§ Extracted data entries:
----

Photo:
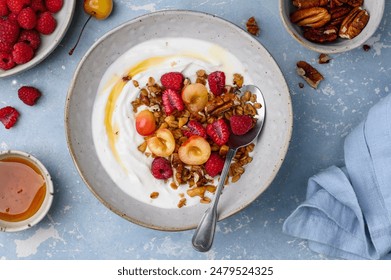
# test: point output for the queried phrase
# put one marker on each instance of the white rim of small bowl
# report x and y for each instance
(354, 43)
(44, 53)
(47, 202)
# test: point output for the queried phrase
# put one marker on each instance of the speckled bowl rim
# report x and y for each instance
(71, 149)
(331, 48)
(46, 204)
(49, 42)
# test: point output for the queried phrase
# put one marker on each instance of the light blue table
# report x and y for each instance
(78, 226)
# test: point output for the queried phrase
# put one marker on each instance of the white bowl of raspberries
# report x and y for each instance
(30, 30)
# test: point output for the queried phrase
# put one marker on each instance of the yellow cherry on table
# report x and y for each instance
(99, 9)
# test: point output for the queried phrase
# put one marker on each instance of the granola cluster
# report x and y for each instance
(184, 121)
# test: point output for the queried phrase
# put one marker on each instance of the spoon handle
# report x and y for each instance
(204, 234)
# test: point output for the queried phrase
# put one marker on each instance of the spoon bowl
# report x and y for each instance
(204, 234)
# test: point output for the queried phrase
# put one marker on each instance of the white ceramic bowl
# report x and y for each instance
(269, 151)
(375, 9)
(48, 42)
(6, 226)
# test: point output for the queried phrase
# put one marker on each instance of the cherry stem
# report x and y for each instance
(78, 39)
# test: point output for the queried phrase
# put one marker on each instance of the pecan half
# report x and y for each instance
(338, 14)
(353, 3)
(354, 23)
(312, 17)
(323, 34)
(335, 3)
(304, 4)
(309, 74)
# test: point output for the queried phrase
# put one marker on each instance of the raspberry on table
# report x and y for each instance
(31, 38)
(172, 80)
(214, 165)
(9, 31)
(216, 81)
(240, 124)
(4, 11)
(16, 6)
(218, 131)
(161, 168)
(53, 6)
(9, 116)
(27, 18)
(6, 61)
(29, 95)
(22, 53)
(46, 23)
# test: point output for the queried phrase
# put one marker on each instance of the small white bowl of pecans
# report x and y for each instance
(331, 26)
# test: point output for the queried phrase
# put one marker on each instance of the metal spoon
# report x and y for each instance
(204, 234)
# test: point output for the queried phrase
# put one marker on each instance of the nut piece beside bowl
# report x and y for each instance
(351, 22)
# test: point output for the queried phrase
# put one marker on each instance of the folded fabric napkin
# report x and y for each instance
(347, 212)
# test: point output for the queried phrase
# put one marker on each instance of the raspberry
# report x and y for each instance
(16, 6)
(14, 18)
(22, 53)
(29, 95)
(214, 165)
(194, 128)
(46, 23)
(216, 82)
(27, 18)
(6, 61)
(240, 125)
(218, 131)
(8, 116)
(172, 80)
(5, 47)
(3, 8)
(53, 6)
(31, 38)
(9, 31)
(161, 168)
(172, 101)
(38, 6)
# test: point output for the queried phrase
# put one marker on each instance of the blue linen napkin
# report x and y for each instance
(347, 212)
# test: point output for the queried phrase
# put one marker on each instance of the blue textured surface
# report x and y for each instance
(79, 227)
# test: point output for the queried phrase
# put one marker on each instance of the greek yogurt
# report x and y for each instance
(113, 120)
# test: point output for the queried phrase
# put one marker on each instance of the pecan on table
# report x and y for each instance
(354, 23)
(309, 74)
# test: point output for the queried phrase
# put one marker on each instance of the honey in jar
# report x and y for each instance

----

§ Task details: Would you filter the records and copy each line that contains the word "small"?

§ Result of the exercise:
# put one marker on each instance of the white rim of small bowl
# put one marker on each instance of the small white bowl of pecans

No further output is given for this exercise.